Quote the listing word for word, starting at its first line and ending at the line that contains "67,44 -> 436,192", with both of those lines included. Leave the pictures out of your answer.

** begin Input rows **

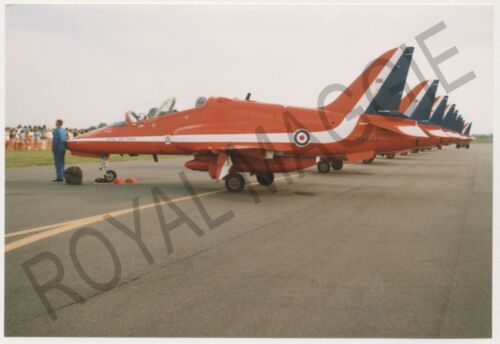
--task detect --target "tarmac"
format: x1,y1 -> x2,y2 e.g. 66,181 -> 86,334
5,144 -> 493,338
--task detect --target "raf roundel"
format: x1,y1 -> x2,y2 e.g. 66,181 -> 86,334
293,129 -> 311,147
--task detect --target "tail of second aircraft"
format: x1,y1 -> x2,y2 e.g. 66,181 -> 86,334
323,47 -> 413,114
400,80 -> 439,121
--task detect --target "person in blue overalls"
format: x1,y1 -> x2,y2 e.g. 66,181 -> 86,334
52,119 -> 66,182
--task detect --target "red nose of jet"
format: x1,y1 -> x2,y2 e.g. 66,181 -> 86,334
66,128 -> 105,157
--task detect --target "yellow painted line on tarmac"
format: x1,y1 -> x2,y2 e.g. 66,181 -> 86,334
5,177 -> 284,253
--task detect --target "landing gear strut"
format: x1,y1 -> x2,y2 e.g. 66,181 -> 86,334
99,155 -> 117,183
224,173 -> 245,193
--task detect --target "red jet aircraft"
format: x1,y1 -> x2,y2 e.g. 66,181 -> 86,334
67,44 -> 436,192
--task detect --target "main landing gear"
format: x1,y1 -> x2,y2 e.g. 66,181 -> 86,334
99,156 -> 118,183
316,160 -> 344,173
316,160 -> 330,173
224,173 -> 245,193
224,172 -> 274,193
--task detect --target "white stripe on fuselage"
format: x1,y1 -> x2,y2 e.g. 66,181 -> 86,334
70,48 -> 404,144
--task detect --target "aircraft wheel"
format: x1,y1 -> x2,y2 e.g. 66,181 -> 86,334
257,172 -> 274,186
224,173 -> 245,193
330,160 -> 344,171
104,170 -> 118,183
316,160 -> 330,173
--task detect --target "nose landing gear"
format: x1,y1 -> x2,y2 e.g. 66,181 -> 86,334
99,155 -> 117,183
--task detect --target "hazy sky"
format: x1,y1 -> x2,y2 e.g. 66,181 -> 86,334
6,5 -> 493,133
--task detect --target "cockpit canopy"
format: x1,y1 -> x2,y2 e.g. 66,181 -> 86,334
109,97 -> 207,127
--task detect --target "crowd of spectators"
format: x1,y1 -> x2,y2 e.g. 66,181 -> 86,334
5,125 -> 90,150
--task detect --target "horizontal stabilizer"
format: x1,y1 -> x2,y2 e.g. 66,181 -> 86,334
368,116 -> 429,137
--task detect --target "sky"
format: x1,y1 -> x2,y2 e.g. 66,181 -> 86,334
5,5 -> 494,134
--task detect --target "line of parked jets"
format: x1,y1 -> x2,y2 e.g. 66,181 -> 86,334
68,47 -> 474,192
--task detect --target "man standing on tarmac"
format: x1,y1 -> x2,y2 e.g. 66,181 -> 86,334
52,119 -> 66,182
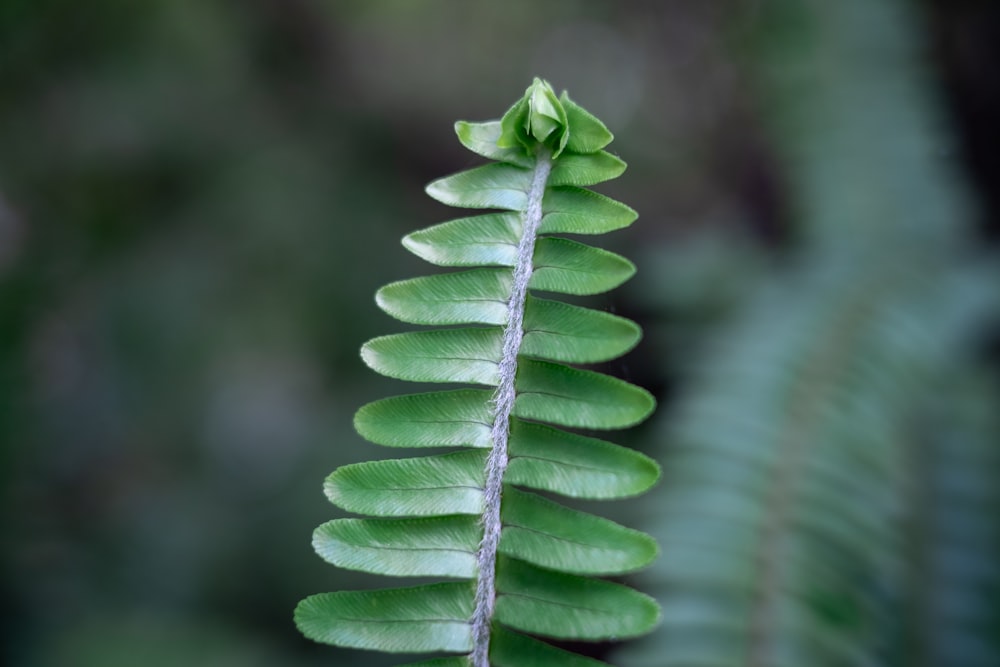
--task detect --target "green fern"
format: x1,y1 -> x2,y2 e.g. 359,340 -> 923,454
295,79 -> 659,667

** end Input rows **

__Output__.
--task detect --target "tarmac"
format: x1,y1 -> x2,y2 e.g. 66,181 -> 86,334
5,144 -> 493,338
--task detect --target "raf roundel"
format: x1,y1 -> x2,y2 e.g. 66,181 -> 86,334
293,129 -> 311,147
--task detect --target "tail of second aircraft"
format: x1,y1 -> x2,y2 e.g. 66,181 -> 86,334
323,47 -> 413,114
400,80 -> 439,121
--task detect --target "person in blue overalls"
format: x1,y1 -> x2,y2 e.g. 66,181 -> 86,334
52,119 -> 66,182
--task detect --target "red nose of jet"
format: x1,y1 -> x2,y2 e.g. 66,181 -> 86,334
66,128 -> 105,157
--task detect --target "yellow painted line on tarmac"
format: x1,y1 -> x2,y2 e.g. 66,181 -> 86,334
5,177 -> 284,253
--task detect --target "landing gear strut"
format: x1,y1 -> x2,y2 e.g. 66,181 -> 86,334
99,155 -> 117,183
224,173 -> 245,193
--task detect --target "red jet aircraft"
format: x1,y1 -> x2,y2 e.g. 66,181 -> 86,334
67,44 -> 436,192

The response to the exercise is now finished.